PROBLEM TO SOLVE:
Report every line of the records beneath this task that holds the string "cliff".

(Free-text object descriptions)
╭──

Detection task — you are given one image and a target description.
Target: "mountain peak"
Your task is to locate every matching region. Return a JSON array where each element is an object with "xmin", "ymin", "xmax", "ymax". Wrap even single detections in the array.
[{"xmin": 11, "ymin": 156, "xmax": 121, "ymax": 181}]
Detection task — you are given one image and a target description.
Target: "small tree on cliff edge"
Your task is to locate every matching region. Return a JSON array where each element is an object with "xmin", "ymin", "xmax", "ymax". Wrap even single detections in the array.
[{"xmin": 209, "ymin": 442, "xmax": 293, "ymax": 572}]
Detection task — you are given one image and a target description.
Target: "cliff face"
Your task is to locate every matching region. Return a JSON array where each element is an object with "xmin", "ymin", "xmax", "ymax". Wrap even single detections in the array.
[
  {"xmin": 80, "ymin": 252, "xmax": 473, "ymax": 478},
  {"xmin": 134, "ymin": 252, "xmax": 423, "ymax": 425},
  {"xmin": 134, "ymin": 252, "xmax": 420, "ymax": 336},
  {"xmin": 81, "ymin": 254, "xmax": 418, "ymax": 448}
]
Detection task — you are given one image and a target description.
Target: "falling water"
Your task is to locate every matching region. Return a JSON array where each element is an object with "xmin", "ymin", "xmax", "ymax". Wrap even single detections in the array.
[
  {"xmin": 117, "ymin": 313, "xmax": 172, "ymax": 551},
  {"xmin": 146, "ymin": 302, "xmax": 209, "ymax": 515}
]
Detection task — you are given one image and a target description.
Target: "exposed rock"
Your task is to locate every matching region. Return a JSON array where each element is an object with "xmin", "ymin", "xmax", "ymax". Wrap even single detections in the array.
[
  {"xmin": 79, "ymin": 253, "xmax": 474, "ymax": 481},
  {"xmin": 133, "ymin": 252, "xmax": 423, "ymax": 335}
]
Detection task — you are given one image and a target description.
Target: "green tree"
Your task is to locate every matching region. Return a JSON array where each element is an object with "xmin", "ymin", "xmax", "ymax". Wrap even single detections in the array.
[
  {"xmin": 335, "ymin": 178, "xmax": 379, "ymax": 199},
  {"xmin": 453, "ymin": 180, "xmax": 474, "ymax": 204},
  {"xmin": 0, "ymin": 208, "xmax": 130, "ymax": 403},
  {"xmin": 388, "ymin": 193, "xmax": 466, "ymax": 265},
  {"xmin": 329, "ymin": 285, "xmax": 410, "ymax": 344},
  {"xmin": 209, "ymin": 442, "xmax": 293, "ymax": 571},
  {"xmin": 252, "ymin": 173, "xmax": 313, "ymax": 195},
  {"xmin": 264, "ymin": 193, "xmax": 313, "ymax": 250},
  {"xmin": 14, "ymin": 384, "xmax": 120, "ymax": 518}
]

╰──

YOUR RESPONSE:
Target: "small tree on cliff edge"
Target: "cliff face"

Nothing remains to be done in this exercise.